ÉNONCÉ A. Condensez sous forme de liste le paragraphe du texte sur le gène Notch qui commence par « L'activation anormale et simultanée », sans perdre ses faits principaux.
ÉNONCÉ B. Reproduisez à l'identique le passage du texte sur le gène Notch qui débute aux mots « Le gène Notch, accélérateur » et s'achève après « normale de l'intestin. ».

Le gène Notch, accélérateur de la cancérogenèse colorectale

L'équipe du Pr Daniel Louvard, directeur de recherche CNRS et directeur du Centre de Recherche de l'Institut Curie, en étroite collaboration avec celle de Spyros Artavanis-Tsakonas, vient de découvrir le rôle du gène Notch dans l'initiation du processus tumoral conduisant aux cancers du côlon. Les gènes Notch et Wnt sont des acteurs clés de la signalisation cellulaire intestinale. Ils assurent le développement et l'organisation normale de l'intestin.

L'activation anormale et simultanée de ces deux voies de signalisation augmente de plus de vingt fois le nombre de tumeurs bénignes - des adénomes - dans l'intestin des souris par rapport à l'altération seule de la voie Wnt. Par ailleurs, ces tumeurs se développent de façon spectaculaire dans le côlon, mimant ainsi la physiopathologie observée chez l'homme. L'action couplée de ces deux voies crée l'environnement propice à la transformation tumorale des cellules. Au vu de cette étude, publiée en ligne dans PNAS, le gène Notch se révèle être un - accélérateur - indispensable à la formation des tumeurs colorectales chez l'homme. Reste à découvrir le frein pouvant contrecarrer l'action de ce gène.

L'intestin se renouvelle en permanence ; moins de 5 jours sont nécessaires pour - refaire à neuf - l'ensemble de l'intestin qui, déployé a une taille équivalente à celle d'un court de tennis quand il se joue en double. Ce mécanisme repose sur la présence de cellules souches et de cellules progénitrices, au creux des villosités intestinales.

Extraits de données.
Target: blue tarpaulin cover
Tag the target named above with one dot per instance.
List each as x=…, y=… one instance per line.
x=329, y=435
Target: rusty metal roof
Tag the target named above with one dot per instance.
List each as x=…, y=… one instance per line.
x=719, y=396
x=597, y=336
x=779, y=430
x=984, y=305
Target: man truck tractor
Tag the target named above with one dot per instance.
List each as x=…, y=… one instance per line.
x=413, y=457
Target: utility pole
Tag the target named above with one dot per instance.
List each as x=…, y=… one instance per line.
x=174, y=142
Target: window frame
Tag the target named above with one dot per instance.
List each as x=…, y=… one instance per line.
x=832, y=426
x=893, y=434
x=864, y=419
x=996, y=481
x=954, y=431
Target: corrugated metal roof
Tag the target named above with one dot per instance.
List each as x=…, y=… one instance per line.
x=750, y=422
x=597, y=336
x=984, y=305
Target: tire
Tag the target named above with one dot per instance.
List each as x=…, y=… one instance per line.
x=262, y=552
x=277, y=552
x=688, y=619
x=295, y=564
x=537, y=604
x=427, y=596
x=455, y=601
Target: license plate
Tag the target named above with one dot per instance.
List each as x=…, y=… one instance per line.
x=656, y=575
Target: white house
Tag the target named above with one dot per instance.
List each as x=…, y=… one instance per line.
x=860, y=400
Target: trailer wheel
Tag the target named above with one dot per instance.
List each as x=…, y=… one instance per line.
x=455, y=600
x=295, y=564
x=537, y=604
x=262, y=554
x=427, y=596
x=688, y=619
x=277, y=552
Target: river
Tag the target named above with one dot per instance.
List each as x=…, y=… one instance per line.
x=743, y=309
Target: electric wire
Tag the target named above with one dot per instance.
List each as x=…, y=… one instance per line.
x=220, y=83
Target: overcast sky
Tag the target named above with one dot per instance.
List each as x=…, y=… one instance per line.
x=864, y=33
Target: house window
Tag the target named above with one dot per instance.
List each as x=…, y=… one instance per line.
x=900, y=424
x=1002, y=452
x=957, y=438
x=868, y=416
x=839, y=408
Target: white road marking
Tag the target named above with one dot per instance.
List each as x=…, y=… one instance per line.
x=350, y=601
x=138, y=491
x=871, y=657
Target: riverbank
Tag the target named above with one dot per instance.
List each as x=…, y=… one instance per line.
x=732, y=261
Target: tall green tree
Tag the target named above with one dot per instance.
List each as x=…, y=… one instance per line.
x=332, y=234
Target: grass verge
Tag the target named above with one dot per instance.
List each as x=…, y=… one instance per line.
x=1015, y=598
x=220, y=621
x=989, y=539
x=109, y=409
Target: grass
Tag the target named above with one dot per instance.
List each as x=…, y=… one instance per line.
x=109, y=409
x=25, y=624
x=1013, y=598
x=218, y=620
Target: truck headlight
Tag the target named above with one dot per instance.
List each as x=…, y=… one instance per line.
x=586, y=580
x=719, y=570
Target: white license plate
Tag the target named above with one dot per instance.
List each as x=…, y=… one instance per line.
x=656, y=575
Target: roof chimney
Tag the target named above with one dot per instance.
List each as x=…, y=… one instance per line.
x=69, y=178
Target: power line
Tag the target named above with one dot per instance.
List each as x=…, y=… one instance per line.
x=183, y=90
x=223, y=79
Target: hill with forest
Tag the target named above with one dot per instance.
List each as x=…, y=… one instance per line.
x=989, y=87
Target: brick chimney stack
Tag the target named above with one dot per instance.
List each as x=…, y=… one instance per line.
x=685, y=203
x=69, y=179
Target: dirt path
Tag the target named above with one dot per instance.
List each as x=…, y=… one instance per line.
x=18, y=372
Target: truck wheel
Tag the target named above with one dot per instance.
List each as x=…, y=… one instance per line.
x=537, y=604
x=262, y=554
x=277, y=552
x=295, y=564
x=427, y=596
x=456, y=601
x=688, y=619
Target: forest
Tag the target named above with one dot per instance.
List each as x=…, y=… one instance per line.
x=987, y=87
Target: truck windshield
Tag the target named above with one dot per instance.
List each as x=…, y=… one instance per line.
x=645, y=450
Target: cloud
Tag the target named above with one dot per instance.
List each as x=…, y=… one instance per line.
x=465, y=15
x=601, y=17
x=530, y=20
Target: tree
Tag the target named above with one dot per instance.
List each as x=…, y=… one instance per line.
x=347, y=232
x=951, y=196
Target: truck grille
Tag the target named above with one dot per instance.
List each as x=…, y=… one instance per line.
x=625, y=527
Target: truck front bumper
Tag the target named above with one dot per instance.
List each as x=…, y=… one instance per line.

CORRIGÉ A.
- L'activation anormale et simultanée des voies Notch et Wnt multiplie par plus de vingt le nombre d'adénomes (tumeurs bénignes) dans l'intestin des souris, par rapport à l'altération de la seule voie Wnt.
- Ces tumeurs se développent de façon spectaculaire dans le côlon, ce qui reproduit la physiopathologie observée chez l'homme.
- L'action couplée des deux voies crée un environnement propice à la transformation tumorale des cellules.
- D'après cette étude publiée en ligne dans PNAS, Notch est un « accélérateur » indispensable à la formation des tumeurs colorectales chez l'homme.
- Le frein capable de contrecarrer l'action de ce gène reste à découvrir.

CORRIGÉ B.
Le gène Notch, accélérateur de la cancérogenèse colorectale

L'équipe du Pr Daniel Louvard, directeur de recherche CNRS et directeur du Centre de Recherche de l'Institut Curie, en étroite collaboration avec celle de Spyros Artavanis-Tsakonas, vient de découvrir le rôle du gène Notch dans l'initiation du processus tumoral conduisant aux cancers du côlon. Les gènes Notch et Wnt sont des acteurs clés de la signalisation cellulaire intestinale. Ils assurent le développement et l'organisation normale de l'intestin.